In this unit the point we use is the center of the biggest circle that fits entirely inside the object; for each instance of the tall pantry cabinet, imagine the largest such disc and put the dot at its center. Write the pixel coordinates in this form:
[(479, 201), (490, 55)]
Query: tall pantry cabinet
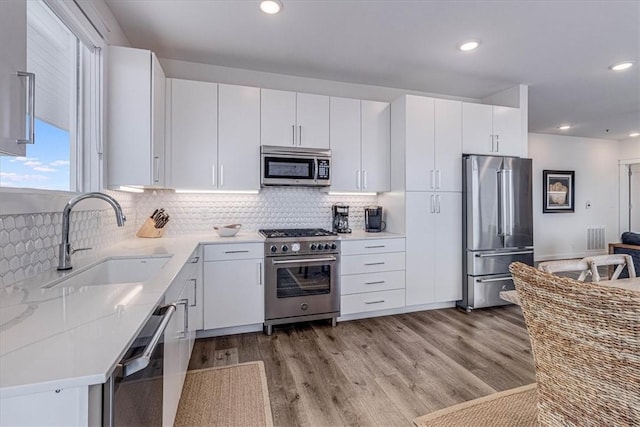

==

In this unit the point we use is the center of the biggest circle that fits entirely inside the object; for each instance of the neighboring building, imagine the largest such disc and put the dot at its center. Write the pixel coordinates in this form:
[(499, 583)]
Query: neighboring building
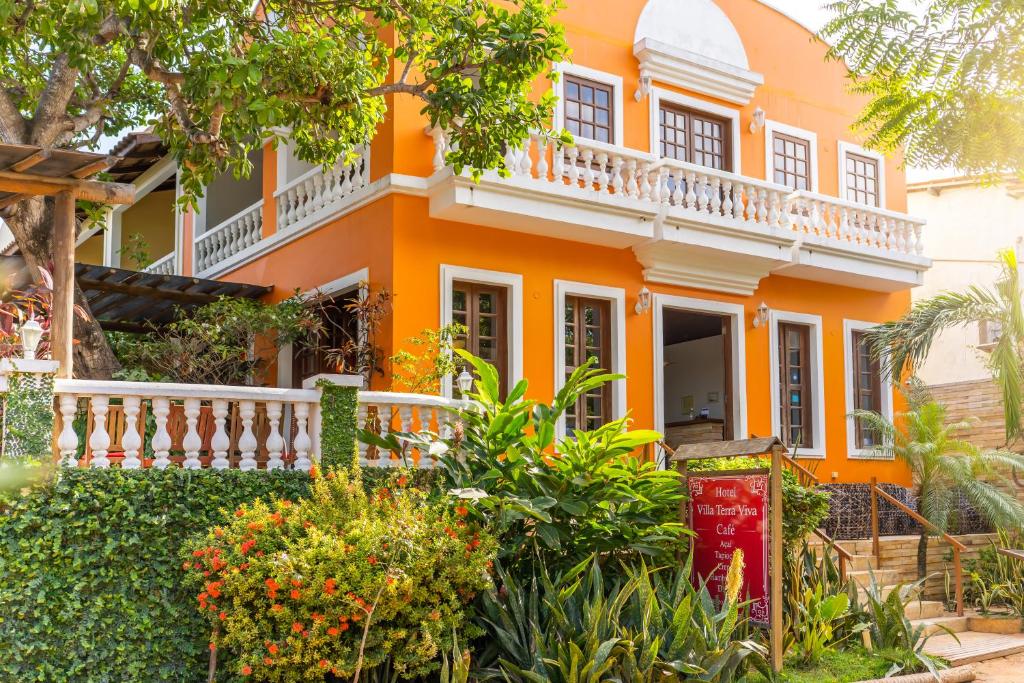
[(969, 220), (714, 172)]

-- WHAT THIS TASK INVOLVES --
Please convert the records above into a JSON list of strings, one string per line and no blank lines, beginning at the line that contains "of the neighboring" and stopping after the line that contains "[(969, 220), (714, 172)]". Leave the pictures out.

-- TASK RESPONSE --
[
  "In this unit the point we use is the center of the biggest circle that fits entirely inside the object; for each instance of the neighboring building, imagine the largest such disc and put the dot at its center. Write the pixel coordinates in this form:",
  "[(499, 583)]",
  "Query: neighboring building",
  "[(969, 220), (714, 172)]"
]